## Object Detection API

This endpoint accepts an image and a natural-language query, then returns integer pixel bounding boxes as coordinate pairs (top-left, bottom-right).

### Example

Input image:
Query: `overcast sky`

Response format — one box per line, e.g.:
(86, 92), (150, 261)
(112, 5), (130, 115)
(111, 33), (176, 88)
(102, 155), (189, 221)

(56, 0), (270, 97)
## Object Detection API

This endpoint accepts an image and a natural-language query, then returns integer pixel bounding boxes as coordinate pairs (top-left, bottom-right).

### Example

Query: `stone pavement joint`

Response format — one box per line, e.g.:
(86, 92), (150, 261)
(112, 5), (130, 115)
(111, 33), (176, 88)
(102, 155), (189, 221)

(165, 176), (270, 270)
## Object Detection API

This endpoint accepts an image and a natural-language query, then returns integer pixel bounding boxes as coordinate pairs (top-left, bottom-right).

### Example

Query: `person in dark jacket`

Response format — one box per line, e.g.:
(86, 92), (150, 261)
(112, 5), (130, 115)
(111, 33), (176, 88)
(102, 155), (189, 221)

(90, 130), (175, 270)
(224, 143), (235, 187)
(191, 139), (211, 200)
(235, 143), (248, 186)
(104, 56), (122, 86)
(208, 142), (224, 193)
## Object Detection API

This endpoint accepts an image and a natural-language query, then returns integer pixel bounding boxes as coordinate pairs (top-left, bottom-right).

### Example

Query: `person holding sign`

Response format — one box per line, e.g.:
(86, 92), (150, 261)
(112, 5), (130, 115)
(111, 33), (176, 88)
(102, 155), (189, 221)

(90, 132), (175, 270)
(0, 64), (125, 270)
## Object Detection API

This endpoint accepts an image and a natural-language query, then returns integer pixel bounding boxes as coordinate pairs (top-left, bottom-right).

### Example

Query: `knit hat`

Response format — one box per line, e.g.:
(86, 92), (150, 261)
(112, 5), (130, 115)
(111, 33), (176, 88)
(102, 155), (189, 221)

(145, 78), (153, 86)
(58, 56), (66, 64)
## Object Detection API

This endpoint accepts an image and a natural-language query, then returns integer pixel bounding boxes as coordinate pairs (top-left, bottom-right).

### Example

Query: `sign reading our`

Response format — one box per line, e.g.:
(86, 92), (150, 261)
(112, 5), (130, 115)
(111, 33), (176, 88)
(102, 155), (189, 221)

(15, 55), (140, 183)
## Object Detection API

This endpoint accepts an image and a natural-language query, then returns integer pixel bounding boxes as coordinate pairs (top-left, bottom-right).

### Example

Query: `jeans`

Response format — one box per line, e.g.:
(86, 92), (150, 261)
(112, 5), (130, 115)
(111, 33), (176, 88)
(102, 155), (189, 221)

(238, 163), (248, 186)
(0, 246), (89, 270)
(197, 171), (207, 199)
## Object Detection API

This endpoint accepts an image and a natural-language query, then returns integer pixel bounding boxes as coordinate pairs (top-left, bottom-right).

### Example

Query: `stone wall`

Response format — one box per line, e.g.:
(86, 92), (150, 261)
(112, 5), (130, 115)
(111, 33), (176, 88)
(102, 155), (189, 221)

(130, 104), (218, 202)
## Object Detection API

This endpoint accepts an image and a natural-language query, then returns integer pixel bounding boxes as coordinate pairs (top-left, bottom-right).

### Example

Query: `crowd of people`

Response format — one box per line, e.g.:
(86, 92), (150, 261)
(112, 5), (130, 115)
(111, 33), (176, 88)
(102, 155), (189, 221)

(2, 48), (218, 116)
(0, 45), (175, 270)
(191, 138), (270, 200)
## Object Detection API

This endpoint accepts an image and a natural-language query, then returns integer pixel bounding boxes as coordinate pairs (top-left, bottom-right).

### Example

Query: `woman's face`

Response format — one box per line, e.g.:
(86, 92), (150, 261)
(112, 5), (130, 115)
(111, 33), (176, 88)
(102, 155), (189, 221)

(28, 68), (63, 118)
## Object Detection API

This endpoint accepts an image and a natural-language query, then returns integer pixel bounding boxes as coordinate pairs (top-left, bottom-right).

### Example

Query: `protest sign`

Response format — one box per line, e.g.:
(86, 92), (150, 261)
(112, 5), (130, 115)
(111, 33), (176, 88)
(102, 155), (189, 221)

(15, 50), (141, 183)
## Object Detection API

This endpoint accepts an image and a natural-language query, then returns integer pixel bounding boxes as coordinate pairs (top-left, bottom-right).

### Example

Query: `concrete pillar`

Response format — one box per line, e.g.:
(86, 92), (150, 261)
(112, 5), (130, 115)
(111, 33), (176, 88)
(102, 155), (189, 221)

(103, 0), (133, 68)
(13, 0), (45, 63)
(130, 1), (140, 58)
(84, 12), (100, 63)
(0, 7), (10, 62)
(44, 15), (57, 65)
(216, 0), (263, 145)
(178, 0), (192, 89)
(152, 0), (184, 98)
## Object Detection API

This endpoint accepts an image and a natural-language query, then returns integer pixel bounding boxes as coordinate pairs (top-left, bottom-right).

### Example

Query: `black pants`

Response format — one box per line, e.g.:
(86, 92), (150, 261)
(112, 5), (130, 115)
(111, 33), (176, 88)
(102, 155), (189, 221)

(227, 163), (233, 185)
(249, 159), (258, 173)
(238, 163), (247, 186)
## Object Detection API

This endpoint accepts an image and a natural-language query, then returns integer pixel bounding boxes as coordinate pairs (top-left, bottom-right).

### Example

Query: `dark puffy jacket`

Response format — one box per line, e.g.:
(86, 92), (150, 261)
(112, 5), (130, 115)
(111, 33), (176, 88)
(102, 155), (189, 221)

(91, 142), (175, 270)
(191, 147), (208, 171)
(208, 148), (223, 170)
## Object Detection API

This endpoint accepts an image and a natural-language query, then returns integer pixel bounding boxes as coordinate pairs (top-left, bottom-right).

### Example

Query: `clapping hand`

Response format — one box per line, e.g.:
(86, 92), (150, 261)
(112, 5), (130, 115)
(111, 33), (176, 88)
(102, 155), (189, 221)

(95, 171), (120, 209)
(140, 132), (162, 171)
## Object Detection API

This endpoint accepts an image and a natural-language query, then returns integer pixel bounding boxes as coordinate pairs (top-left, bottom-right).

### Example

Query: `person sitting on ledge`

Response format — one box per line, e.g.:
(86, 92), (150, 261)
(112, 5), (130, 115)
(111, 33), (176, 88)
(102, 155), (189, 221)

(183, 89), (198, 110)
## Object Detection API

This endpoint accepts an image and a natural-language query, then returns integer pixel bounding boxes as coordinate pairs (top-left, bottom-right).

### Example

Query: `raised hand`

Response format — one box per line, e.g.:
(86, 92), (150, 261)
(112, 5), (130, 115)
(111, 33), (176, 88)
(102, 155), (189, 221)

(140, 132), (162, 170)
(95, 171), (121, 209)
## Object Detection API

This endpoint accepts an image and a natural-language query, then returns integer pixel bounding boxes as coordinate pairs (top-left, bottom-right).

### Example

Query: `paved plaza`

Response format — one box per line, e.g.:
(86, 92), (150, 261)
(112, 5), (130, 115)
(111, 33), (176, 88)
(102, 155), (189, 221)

**EXERCISE DIRECTIONS:** Reproduce the records verbatim, beginning with their first line and continuing through the line containing "(56, 0), (270, 97)", with both of those lines included.

**RESPONSE BELOW:**
## Object Detection API

This endpoint accepts an image and a natural-language query, then returns integer pixel bounding boxes as coordinate pairs (top-left, bottom-right).

### Example

Input image:
Query: `overcast sky`

Response format — one box per line, e.g.:
(86, 92), (150, 261)
(112, 5), (130, 115)
(111, 33), (176, 88)
(102, 155), (189, 221)

(56, 0), (270, 97)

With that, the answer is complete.